Closed form solution

Note that coordinate descent does not converge as the number of steps is too small. We have limited the reduce the size of the animation.

np.linalg.inv(X.T@X) @X.T @ y_noise
array([[ 1.76752961],

Animation of the coordinate descent

#Plot the contour
fig1, ax1 = plt.subplots(figsize = (7,7))
ax1.contour(T0, T1, Z, 100, cmap = 'jet')

#theta_result_c,J_history_c, theta_0_c, theta_1_c

# Create animation
line, = ax1.plot([], [], 'r', label = 'Gradient descent', lw = 1.5)
point, = ax1.plot([], [], '*', color = 'red', markersize = 4)
value_display = ax1.text(0.02, 0.02, '', transform=ax1.transAxes)

def init_1():
    line.set_data([], [])
    point.set_data([], [])

■ ■ ■ ■ ■

• **Stated goal 1**: Can you summarize the coordinate descent excerpt above in two sentences?
• **Stated goal 2**: Could you extract, word for word, the part of the records that opens with their first line and closes with the line containing "Target: exterior wall", both ends included, leaving out any pictures?
The records below are unrelated to the coordinate descent excerpt.

■ ■ ■ ■ ■

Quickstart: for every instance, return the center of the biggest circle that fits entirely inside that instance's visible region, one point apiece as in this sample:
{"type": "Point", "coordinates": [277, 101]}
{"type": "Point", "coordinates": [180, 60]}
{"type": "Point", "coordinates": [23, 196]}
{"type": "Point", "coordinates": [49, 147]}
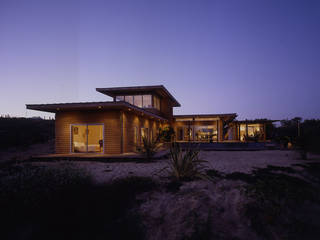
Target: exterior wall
{"type": "Point", "coordinates": [193, 124]}
{"type": "Point", "coordinates": [110, 119]}
{"type": "Point", "coordinates": [166, 109]}
{"type": "Point", "coordinates": [116, 124]}
{"type": "Point", "coordinates": [132, 121]}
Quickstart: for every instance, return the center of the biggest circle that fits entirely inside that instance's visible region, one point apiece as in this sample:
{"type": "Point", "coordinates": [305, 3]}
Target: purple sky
{"type": "Point", "coordinates": [260, 59]}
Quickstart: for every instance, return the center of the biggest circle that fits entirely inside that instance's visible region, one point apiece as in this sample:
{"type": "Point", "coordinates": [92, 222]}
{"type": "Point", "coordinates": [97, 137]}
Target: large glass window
{"type": "Point", "coordinates": [144, 133]}
{"type": "Point", "coordinates": [156, 102]}
{"type": "Point", "coordinates": [137, 100]}
{"type": "Point", "coordinates": [87, 138]}
{"type": "Point", "coordinates": [147, 101]}
{"type": "Point", "coordinates": [206, 133]}
{"type": "Point", "coordinates": [254, 131]}
{"type": "Point", "coordinates": [180, 134]}
{"type": "Point", "coordinates": [144, 101]}
{"type": "Point", "coordinates": [119, 98]}
{"type": "Point", "coordinates": [129, 99]}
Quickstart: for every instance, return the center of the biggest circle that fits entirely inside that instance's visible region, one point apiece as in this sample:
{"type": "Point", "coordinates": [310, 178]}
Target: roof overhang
{"type": "Point", "coordinates": [92, 106]}
{"type": "Point", "coordinates": [257, 121]}
{"type": "Point", "coordinates": [158, 89]}
{"type": "Point", "coordinates": [205, 117]}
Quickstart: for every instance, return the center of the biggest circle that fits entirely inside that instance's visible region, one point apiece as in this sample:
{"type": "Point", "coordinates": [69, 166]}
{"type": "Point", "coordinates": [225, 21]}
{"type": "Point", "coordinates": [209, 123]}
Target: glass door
{"type": "Point", "coordinates": [87, 138]}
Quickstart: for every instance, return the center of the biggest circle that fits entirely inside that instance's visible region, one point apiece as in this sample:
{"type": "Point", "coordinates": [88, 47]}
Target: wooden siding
{"type": "Point", "coordinates": [132, 121]}
{"type": "Point", "coordinates": [110, 119]}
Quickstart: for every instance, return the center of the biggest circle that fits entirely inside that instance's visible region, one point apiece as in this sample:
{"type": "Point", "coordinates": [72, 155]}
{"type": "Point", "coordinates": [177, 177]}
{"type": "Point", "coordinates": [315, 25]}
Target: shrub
{"type": "Point", "coordinates": [148, 147]}
{"type": "Point", "coordinates": [166, 134]}
{"type": "Point", "coordinates": [185, 165]}
{"type": "Point", "coordinates": [40, 203]}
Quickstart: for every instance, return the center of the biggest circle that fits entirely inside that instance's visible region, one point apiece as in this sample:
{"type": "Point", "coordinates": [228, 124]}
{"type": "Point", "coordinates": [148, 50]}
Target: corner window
{"type": "Point", "coordinates": [147, 101]}
{"type": "Point", "coordinates": [156, 102]}
{"type": "Point", "coordinates": [119, 98]}
{"type": "Point", "coordinates": [137, 100]}
{"type": "Point", "coordinates": [129, 99]}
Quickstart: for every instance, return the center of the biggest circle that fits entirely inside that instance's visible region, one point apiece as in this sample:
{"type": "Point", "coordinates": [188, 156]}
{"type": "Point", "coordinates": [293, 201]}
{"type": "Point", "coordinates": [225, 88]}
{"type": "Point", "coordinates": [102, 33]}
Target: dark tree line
{"type": "Point", "coordinates": [22, 132]}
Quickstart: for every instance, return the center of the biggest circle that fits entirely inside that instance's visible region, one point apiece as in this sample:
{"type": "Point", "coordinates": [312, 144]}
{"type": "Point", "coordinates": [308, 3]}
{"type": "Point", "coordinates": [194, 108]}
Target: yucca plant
{"type": "Point", "coordinates": [186, 165]}
{"type": "Point", "coordinates": [148, 147]}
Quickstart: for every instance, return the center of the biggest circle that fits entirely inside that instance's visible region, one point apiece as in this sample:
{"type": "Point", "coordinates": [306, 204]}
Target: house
{"type": "Point", "coordinates": [118, 126]}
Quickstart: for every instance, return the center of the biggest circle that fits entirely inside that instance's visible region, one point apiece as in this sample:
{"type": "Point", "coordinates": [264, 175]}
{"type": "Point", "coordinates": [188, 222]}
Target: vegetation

■ ■ ■ ■ ■

• **Exercise answer 1**: The excerpt computes a closed-form solution with np.linalg.inv(X.T@X) @X.T @ y_noise and notes that coordinate descent does not converge because the number of steps is too small. It then sets up an animation of the coordinate descent by plotting a contour on a 7-by-7 figure, adding a red line labeled 'Gradient descent', a red star marker and a text display, and defining an init_1 function that clears the line and point data.

• **Exercise answer 2**:
Quickstart: for every instance, return the center of the biggest circle that fits entirely inside that instance's visible region, one point apiece as in this sample:
{"type": "Point", "coordinates": [277, 101]}
{"type": "Point", "coordinates": [180, 60]}
{"type": "Point", "coordinates": [23, 196]}
{"type": "Point", "coordinates": [49, 147]}
Target: exterior wall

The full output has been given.